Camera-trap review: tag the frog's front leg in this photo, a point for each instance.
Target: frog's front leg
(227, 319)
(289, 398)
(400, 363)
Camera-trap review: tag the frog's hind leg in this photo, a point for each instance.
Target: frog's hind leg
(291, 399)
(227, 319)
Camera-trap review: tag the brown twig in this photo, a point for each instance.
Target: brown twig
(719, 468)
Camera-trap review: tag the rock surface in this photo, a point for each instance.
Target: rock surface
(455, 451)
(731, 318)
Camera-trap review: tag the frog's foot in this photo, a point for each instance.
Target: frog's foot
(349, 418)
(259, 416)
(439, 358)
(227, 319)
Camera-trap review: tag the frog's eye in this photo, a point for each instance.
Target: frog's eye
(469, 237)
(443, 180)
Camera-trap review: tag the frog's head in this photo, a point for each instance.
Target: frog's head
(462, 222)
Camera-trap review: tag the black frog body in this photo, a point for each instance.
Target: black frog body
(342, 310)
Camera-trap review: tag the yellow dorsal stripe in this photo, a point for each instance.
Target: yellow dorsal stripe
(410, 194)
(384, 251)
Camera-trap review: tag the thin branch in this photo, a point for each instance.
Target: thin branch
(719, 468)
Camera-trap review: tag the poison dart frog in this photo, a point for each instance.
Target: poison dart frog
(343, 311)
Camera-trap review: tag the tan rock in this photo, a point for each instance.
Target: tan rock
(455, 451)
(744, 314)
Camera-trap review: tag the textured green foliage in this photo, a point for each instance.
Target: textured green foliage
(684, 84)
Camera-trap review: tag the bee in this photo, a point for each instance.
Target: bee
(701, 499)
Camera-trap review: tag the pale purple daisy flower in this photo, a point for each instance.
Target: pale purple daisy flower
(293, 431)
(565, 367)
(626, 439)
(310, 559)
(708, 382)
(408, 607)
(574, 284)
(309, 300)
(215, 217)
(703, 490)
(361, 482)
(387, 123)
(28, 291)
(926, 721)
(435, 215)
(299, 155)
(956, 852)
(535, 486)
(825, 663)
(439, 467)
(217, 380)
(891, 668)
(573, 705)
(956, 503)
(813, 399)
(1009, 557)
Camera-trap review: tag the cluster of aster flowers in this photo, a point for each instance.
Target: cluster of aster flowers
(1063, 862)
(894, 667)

Task brief
Exactly reproduce every line of the data above.

Solved exercise
Camera-trap review: tag the frog's front leg in this photo, a point for each instance.
Target: frog's front leg
(227, 319)
(289, 398)
(400, 363)
Camera-trap review: tag the frog's hind leg in this photo, a point for each instance.
Target: frog's hind leg
(291, 399)
(227, 319)
Camera-trap review: tag the brown twig in this photo, a point for each instance.
Target: brown twig
(719, 468)
Camera-trap review: tag the rock surface in this photo, a point for each instance.
Target: rock surface
(455, 451)
(731, 318)
Camera-trap review: tag the frog's foot in this photo, a point for each instance.
Target: frog's foot
(349, 418)
(259, 416)
(439, 358)
(227, 319)
Camera-trap review: tag the frog's eye in this photo, a point for each instance.
Target: frog's eye
(469, 237)
(443, 180)
Camera-trap review: tag the frog's head in this photo, a point for each instance.
Target: frog's head
(462, 222)
Camera-trap review: tag the black frog body in this photo, a point for each instance.
Target: black frog body
(342, 310)
Camera-trap review: tag the yellow dorsal stripe in this photo, a point for each instance.
Target: yellow dorsal stripe
(410, 194)
(384, 251)
Camera-trap review: tag the thin branch in this photo, a point for each instance.
Target: thin branch
(719, 468)
Camera-trap review: tag the poison dart frog in this photo, a point for each instance.
Target: poison dart frog
(343, 311)
Camera-trap review: tag the tan rock in this photo, a point for each instance.
Target: tan rock
(455, 451)
(744, 314)
Camera-trap review: tag the textured green foliage in this photo, a point for each instance.
Target: textured green foliage
(684, 84)
Camera-trap review: tag the bee in this photo, a point for each instance.
Target: bee
(701, 499)
Camera-trap review: tag the pale purple daisy flower in this photo, a point for each instance.
Target: pale purple daisy flower
(293, 431)
(565, 367)
(626, 439)
(310, 559)
(708, 382)
(408, 607)
(574, 284)
(309, 300)
(215, 217)
(703, 490)
(361, 482)
(387, 123)
(28, 291)
(926, 721)
(435, 215)
(299, 155)
(956, 852)
(535, 486)
(825, 663)
(439, 467)
(217, 380)
(891, 668)
(573, 705)
(956, 503)
(813, 399)
(1009, 557)
Camera-trap review: tag the cluster of aster flowers in this photo, a point for each instance.
Target: cluster of aster flowers
(1063, 862)
(894, 667)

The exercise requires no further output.